### EXERCISE REQUIREMENTS
1. Reproduce the Superman article word for word from "Then, in the" to "it. He writes.".
2. Do these statements agree with the Superman article? Answer yes or no for each, quoting the words from the article that decide it.
(a) Jerry Siegel's story won the fiction contest in The Glenville Torch.
(b) Joe Shuster came from a working-class Jewish family.
(c) Jerry's father died in the summer of 1932.
3. In the Superman article, what kind of store did Jerry Siegel's father have?

### EXTRACT
============

Before Krypton, There Was Cleveland
- Ronaldo Rodriguez Jr.

- Jul 17
- 3 min read
Updated: Aug 15
Before he flew across the silver screen or appeared on lunchboxes and action figures, Superman was just an idea, scribbled out in a Glenville home by two Cleveland teens.
The world’s most iconic superhero wasn’t born on Krypton or in Metropolis. He was born on Cleveland’s east side.
It’s the middle of the Great Depression. At Glenville High School, a restless freshman named Jerry Siegel is searching for his voice. Small, energetic, and obsessed with pulp sci-fi, Jerry isn’t a sports kid. He’s a dreamer. A writer. And when the school newspaper, The Glenville Torch, announces a fiction contest, Jerry sees his chance. His story doesn’t win, but they print it anyway. That small validation lights a spark that never goes out.
Not long after, Jerry meets Joe Shuster, another quiet kid from a working-class Jewish family. Joe’s into body-building magazines and comics, and he draws constantly. Where Jerry writes, Joe draws. They click instantly.
The two dive into science fiction and fantasy, creating stories they send off to the same pulp magazines they devour. Most are rejected. But they keep going.
Then, in the summer of 1932, tragedy strikes: Jerry’s father dies of a heart attack during an attempted robbery at his secondhand clothing store.
Jerry doesn’t talk about it. He writes.

============

### INFORMATION GIVEN
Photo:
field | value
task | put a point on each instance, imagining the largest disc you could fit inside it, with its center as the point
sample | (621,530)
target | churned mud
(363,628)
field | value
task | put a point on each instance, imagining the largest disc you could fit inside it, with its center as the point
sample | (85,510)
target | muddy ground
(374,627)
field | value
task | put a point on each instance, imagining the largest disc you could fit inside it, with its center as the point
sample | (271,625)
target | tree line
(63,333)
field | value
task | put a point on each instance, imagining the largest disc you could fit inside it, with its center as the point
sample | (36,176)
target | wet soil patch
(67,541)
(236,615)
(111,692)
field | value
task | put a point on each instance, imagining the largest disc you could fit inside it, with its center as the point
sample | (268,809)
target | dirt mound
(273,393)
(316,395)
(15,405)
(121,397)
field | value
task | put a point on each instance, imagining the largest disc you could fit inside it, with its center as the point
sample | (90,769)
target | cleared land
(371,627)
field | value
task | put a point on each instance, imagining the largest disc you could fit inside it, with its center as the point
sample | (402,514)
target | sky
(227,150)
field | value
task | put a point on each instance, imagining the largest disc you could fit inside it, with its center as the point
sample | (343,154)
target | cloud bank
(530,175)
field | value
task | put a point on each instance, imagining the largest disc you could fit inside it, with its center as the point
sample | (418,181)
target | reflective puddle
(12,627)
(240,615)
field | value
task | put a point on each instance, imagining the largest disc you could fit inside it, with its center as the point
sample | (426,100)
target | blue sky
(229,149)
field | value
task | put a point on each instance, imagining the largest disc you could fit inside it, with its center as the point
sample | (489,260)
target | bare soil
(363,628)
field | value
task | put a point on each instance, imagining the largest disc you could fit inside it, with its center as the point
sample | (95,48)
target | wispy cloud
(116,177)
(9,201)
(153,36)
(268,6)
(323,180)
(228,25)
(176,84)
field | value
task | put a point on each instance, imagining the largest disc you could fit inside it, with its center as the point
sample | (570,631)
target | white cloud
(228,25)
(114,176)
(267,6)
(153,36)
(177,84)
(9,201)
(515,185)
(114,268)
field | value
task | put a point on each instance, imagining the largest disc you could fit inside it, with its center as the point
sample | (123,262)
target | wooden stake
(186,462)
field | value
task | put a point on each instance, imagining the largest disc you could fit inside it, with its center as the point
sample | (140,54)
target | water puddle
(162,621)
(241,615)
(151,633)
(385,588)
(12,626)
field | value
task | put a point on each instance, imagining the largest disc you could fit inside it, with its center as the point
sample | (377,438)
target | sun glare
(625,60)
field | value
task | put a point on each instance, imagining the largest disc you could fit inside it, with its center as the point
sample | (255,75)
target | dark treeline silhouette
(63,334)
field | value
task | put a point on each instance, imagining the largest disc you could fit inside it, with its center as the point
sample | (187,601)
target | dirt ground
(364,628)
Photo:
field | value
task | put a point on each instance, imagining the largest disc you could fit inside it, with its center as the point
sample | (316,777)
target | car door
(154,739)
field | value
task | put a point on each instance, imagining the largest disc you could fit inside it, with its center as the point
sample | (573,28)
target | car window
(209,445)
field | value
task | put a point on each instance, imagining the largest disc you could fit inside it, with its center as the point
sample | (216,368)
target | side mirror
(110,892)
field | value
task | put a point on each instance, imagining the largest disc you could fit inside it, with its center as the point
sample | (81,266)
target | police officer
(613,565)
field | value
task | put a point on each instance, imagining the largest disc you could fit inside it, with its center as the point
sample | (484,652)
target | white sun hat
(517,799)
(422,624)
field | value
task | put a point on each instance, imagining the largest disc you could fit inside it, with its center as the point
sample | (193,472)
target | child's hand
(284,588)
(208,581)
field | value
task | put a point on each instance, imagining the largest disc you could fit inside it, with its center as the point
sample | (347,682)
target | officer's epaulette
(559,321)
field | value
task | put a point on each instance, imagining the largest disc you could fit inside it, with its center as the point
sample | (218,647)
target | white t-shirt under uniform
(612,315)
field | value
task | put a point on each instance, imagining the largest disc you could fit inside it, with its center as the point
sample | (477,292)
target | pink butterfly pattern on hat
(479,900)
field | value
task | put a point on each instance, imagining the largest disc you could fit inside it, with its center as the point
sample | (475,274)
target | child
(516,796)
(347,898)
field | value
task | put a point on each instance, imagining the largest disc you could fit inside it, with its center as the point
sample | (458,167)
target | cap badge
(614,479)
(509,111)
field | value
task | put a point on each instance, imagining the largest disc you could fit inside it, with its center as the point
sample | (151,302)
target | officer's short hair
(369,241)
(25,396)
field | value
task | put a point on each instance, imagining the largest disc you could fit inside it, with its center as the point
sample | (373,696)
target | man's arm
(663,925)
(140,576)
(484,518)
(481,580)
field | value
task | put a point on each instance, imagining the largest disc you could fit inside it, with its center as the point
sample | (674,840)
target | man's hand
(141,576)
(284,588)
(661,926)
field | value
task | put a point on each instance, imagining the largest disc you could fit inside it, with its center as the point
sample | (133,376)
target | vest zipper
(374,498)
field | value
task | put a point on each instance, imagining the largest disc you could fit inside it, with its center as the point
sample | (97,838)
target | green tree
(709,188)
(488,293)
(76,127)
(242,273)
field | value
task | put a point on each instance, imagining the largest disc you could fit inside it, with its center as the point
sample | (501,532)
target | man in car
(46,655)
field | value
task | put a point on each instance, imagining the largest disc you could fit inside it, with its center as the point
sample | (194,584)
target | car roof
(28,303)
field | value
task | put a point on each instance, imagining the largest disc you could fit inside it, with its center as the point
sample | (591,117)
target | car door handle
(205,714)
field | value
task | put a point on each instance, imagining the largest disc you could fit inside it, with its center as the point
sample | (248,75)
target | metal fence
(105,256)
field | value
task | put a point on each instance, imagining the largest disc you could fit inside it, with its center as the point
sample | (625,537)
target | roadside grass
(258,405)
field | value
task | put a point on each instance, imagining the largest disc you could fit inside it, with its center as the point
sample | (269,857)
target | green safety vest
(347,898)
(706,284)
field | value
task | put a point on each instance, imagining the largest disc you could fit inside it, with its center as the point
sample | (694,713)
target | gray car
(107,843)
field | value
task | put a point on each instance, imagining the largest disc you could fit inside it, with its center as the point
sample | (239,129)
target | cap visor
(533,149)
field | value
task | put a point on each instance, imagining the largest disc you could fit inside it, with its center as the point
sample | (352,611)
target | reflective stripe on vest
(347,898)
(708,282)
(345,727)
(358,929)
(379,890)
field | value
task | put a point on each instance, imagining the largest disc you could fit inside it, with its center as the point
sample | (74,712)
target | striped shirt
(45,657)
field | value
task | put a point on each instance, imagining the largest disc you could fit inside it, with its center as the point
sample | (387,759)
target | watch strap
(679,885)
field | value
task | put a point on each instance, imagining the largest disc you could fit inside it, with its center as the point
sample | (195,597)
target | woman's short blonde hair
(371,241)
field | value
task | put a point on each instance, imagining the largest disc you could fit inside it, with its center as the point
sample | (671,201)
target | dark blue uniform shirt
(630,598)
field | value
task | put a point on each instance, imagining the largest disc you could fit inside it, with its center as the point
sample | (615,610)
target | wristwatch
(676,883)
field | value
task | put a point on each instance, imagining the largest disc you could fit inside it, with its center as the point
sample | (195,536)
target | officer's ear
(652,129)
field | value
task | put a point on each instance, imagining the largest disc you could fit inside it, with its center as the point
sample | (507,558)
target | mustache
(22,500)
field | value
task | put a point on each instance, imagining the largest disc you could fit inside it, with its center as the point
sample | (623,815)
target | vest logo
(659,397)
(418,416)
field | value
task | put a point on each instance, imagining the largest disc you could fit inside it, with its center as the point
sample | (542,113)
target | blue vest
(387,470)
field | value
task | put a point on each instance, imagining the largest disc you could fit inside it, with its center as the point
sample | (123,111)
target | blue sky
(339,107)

============

### ANSWERS BY ITEM NUMBER
1.
Then, in the summer of 1932, tragedy strikes: Jerry’s father dies of a heart attack during an attempted robbery at his secondhand clothing store.
Jerry doesn’t talk about it. He writes.

2.
(a) No: "His story doesn’t win, but they print it anyway."
(b) Yes: "another quiet kid from a working-class Jewish family."
(c) Yes: "in the summer of 1932, tragedy strikes: Jerry’s father dies of a heart attack"

3. A secondhand clothing store.